• _Data section_:
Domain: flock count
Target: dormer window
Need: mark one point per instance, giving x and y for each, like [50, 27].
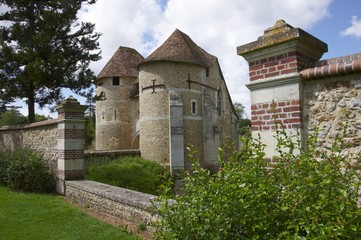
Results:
[116, 81]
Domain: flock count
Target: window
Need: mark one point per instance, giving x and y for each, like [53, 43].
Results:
[194, 106]
[115, 81]
[219, 102]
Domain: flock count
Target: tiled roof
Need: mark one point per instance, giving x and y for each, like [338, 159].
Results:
[124, 62]
[333, 67]
[179, 47]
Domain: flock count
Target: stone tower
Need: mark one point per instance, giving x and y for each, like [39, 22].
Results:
[117, 110]
[183, 101]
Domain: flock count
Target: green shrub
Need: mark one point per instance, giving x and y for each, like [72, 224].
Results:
[25, 170]
[310, 194]
[131, 172]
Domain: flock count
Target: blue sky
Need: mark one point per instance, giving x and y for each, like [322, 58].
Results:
[330, 28]
[219, 26]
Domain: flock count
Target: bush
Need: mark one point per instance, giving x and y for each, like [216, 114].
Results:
[4, 165]
[25, 170]
[131, 172]
[308, 195]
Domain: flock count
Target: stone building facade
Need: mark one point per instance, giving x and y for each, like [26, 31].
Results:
[175, 97]
[290, 85]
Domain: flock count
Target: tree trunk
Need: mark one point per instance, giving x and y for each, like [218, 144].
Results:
[31, 103]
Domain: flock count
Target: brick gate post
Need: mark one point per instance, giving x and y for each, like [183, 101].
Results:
[71, 132]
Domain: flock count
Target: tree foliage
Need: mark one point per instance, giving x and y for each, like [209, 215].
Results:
[44, 48]
[244, 121]
[309, 194]
[12, 117]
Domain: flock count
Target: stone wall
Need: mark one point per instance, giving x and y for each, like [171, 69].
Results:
[41, 137]
[134, 207]
[291, 85]
[331, 103]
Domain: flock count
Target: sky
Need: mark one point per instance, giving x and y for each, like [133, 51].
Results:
[219, 26]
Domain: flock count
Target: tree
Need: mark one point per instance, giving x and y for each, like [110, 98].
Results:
[12, 117]
[311, 194]
[244, 121]
[44, 48]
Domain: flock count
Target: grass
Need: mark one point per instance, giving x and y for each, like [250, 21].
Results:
[128, 172]
[39, 216]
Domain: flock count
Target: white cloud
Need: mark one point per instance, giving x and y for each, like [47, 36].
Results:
[216, 26]
[354, 29]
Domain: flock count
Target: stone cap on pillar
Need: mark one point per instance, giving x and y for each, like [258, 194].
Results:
[70, 109]
[283, 38]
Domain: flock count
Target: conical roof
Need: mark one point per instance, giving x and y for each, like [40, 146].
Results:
[124, 63]
[179, 47]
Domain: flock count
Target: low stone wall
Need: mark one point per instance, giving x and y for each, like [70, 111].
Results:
[113, 154]
[40, 136]
[331, 102]
[132, 206]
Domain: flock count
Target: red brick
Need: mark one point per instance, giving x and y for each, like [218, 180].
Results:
[265, 128]
[272, 69]
[292, 120]
[259, 112]
[289, 60]
[296, 102]
[277, 110]
[271, 64]
[254, 128]
[263, 60]
[255, 68]
[271, 59]
[287, 71]
[256, 77]
[280, 67]
[257, 123]
[272, 74]
[266, 117]
[281, 104]
[292, 109]
[265, 105]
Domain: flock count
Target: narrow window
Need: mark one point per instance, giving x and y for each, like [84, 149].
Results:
[219, 102]
[115, 81]
[194, 106]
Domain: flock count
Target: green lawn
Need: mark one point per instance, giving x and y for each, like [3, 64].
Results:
[37, 216]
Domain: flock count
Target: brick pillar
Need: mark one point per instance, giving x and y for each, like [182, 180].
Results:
[275, 62]
[71, 132]
[176, 132]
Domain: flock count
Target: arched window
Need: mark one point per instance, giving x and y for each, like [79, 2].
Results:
[219, 101]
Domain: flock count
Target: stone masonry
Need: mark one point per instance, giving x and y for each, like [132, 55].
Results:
[291, 87]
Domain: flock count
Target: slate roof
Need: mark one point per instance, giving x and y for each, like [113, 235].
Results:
[179, 47]
[124, 63]
[333, 67]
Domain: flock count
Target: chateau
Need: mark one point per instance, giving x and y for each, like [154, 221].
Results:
[161, 104]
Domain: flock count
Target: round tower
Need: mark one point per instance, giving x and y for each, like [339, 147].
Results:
[170, 96]
[117, 105]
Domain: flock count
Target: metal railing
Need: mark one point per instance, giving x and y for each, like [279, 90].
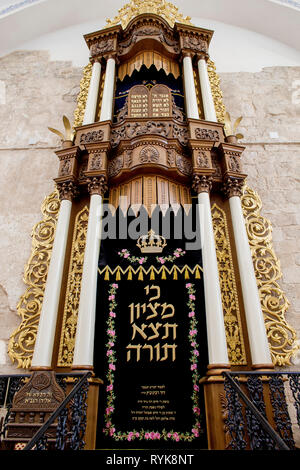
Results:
[69, 418]
[257, 411]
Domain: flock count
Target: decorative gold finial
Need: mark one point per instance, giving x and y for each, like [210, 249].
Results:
[151, 243]
[165, 9]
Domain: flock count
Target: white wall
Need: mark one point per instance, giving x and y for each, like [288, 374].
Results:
[233, 49]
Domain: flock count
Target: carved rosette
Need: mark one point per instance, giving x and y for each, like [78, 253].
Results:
[233, 186]
[67, 190]
[282, 337]
[202, 183]
[149, 154]
[22, 340]
[97, 185]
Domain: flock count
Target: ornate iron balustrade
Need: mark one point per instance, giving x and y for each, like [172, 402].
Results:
[9, 385]
[258, 417]
[70, 416]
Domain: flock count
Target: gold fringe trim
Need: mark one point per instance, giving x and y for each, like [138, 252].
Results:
[69, 323]
[230, 302]
[282, 337]
[22, 340]
[162, 272]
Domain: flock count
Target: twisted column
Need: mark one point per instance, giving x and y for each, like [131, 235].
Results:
[84, 343]
[259, 346]
[189, 88]
[216, 338]
[92, 99]
[108, 91]
[42, 356]
[207, 98]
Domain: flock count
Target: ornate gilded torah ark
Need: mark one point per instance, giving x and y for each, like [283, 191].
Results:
[150, 279]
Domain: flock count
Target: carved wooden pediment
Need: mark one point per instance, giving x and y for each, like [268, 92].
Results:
[145, 28]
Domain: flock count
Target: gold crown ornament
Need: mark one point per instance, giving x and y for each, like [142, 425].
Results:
[151, 243]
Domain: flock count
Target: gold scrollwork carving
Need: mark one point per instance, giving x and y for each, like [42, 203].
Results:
[82, 96]
[69, 323]
[22, 340]
[216, 91]
[165, 9]
[282, 337]
[232, 318]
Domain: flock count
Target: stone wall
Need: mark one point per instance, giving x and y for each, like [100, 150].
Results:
[35, 93]
[269, 102]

• _Work instructions_:
Collect every line in the rows above that contains the string "stone", treating uppercase and lowercase letters as distinct, and copy each such line.

• _Answer in full_:
Target: stone tower
Target: stone building facade
Target: stone wall
Target: stone cap on pillar
Target: low stone wall
Target: stone masonry
Target: stone wall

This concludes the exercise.